**Instructions for the task:**
Identify every line in the entries that contains the string "pile" and copy each of those lines. Case counts.

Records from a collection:
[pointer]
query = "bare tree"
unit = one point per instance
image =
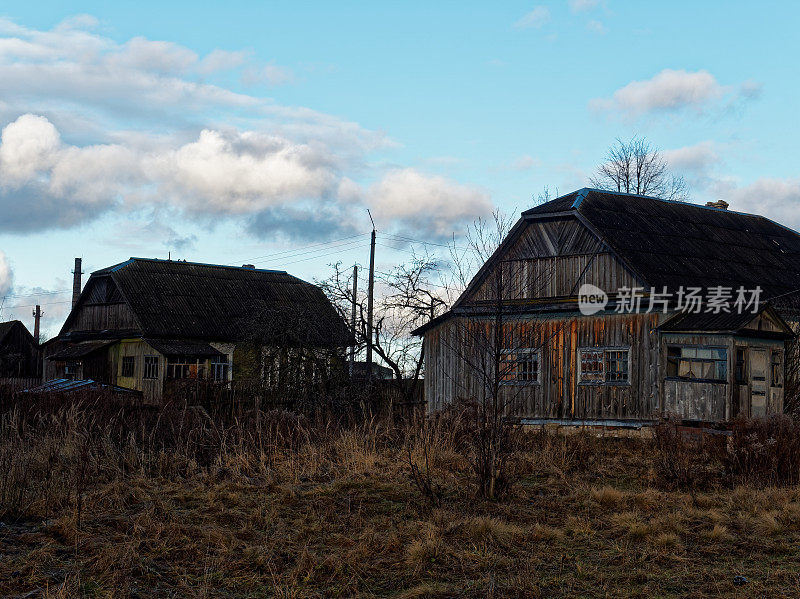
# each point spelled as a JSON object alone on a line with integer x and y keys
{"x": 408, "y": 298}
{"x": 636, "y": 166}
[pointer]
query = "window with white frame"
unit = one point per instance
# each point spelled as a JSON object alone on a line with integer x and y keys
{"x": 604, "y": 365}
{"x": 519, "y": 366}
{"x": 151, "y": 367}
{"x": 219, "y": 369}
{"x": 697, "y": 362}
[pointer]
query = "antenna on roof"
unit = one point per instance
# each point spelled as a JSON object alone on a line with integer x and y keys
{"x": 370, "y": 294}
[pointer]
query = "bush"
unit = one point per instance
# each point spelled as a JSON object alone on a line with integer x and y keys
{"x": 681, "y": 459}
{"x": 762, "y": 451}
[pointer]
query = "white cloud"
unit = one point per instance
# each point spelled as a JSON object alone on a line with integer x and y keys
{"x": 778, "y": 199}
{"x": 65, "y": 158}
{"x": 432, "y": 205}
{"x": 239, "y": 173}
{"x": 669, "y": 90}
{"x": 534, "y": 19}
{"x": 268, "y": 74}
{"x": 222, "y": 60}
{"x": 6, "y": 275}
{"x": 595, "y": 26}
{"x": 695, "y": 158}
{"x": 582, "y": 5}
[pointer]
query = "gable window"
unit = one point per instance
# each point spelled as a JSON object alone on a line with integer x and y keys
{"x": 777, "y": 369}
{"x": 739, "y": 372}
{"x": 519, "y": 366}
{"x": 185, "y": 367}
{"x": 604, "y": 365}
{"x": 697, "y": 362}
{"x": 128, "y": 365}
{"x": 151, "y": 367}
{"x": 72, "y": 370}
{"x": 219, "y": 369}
==
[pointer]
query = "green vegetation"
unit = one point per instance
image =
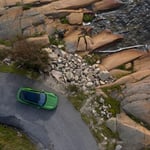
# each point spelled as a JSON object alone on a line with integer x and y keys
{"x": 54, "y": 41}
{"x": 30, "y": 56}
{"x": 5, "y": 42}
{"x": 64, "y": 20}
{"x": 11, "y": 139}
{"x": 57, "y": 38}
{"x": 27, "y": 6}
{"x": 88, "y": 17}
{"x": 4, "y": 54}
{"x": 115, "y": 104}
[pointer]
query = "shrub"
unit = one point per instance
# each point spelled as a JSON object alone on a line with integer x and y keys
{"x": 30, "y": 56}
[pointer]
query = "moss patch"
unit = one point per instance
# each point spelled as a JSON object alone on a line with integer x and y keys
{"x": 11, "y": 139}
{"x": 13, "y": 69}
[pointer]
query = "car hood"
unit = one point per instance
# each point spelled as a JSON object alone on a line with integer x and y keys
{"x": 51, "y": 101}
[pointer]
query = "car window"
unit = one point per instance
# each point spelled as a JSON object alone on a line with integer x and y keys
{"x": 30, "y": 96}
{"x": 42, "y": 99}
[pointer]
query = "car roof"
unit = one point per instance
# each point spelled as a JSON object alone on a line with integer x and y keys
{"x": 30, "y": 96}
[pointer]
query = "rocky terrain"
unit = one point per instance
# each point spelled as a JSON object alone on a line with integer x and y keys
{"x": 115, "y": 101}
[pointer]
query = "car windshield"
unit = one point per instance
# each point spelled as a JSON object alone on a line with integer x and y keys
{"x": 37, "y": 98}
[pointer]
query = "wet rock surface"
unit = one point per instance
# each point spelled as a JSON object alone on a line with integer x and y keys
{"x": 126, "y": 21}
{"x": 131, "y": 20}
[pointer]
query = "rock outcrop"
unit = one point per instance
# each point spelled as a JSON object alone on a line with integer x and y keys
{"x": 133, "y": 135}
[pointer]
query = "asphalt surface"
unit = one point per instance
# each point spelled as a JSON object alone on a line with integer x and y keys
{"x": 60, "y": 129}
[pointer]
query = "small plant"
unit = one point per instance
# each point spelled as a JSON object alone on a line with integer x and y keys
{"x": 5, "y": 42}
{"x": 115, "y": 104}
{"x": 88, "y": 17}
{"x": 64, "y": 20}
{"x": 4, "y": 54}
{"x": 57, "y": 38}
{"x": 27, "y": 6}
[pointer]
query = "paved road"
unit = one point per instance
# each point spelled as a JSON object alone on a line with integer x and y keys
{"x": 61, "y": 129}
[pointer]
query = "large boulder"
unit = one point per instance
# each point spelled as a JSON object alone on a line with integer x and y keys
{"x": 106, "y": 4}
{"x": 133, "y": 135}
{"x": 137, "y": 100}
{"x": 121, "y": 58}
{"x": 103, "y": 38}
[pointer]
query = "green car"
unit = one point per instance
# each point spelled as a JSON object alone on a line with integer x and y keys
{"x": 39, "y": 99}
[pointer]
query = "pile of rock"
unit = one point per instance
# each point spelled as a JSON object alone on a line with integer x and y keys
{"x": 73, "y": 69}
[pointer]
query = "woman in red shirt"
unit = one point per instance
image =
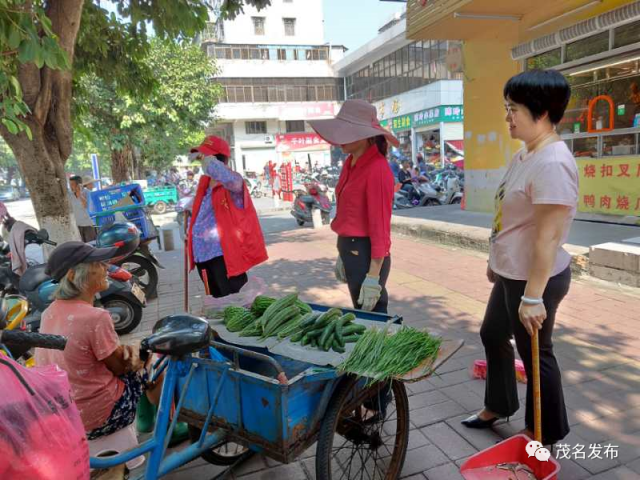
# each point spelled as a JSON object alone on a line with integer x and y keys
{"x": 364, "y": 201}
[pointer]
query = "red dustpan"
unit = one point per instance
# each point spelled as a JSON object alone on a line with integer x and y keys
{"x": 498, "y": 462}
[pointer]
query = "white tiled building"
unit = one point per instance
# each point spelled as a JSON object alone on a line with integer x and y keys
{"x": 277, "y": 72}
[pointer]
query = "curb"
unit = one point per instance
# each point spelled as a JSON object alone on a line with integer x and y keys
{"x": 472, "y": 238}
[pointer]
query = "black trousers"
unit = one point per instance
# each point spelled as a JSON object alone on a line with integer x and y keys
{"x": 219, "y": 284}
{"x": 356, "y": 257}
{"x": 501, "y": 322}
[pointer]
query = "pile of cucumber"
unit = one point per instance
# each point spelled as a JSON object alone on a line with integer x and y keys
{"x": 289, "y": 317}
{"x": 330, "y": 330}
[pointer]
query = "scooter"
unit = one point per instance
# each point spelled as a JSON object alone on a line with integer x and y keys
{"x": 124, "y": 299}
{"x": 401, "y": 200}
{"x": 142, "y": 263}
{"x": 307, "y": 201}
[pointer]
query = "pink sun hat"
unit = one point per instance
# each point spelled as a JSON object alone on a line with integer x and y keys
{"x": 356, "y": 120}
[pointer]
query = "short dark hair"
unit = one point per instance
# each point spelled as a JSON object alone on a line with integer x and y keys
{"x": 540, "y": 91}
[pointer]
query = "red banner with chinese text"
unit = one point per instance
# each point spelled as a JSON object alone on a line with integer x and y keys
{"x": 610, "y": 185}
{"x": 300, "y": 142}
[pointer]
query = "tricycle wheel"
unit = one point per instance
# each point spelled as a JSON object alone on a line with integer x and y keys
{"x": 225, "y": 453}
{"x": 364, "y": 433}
---
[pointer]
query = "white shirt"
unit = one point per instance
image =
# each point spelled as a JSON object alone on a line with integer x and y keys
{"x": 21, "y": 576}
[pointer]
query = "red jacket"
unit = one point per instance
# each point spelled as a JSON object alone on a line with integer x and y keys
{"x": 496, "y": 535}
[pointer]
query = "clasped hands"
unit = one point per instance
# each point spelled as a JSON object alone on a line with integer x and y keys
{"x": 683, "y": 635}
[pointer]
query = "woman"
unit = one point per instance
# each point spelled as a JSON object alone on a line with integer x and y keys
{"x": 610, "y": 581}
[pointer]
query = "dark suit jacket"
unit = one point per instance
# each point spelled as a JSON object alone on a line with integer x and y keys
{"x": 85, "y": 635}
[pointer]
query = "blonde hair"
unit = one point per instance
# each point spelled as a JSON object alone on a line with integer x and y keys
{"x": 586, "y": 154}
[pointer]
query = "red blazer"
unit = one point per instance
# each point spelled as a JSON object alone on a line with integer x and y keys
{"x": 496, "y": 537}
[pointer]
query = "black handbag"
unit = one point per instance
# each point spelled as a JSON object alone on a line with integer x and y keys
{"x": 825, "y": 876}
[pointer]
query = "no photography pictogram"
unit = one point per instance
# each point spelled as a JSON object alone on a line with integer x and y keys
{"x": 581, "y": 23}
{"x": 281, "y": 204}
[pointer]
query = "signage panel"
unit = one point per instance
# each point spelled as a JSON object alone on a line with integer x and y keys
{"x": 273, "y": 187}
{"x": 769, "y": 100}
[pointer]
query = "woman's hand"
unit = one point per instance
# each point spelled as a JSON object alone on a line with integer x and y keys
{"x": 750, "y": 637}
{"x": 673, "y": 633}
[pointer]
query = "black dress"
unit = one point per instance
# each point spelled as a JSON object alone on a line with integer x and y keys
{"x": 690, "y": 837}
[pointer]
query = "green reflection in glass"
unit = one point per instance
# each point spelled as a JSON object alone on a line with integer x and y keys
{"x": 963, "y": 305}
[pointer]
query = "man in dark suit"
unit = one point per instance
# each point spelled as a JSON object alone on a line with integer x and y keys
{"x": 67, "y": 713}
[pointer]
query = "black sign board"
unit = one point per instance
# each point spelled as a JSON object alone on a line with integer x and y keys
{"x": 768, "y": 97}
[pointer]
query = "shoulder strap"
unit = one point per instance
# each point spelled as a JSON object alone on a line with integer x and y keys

**Finished exercise:**
query = "pile of rock"
query = "pile of cucumber"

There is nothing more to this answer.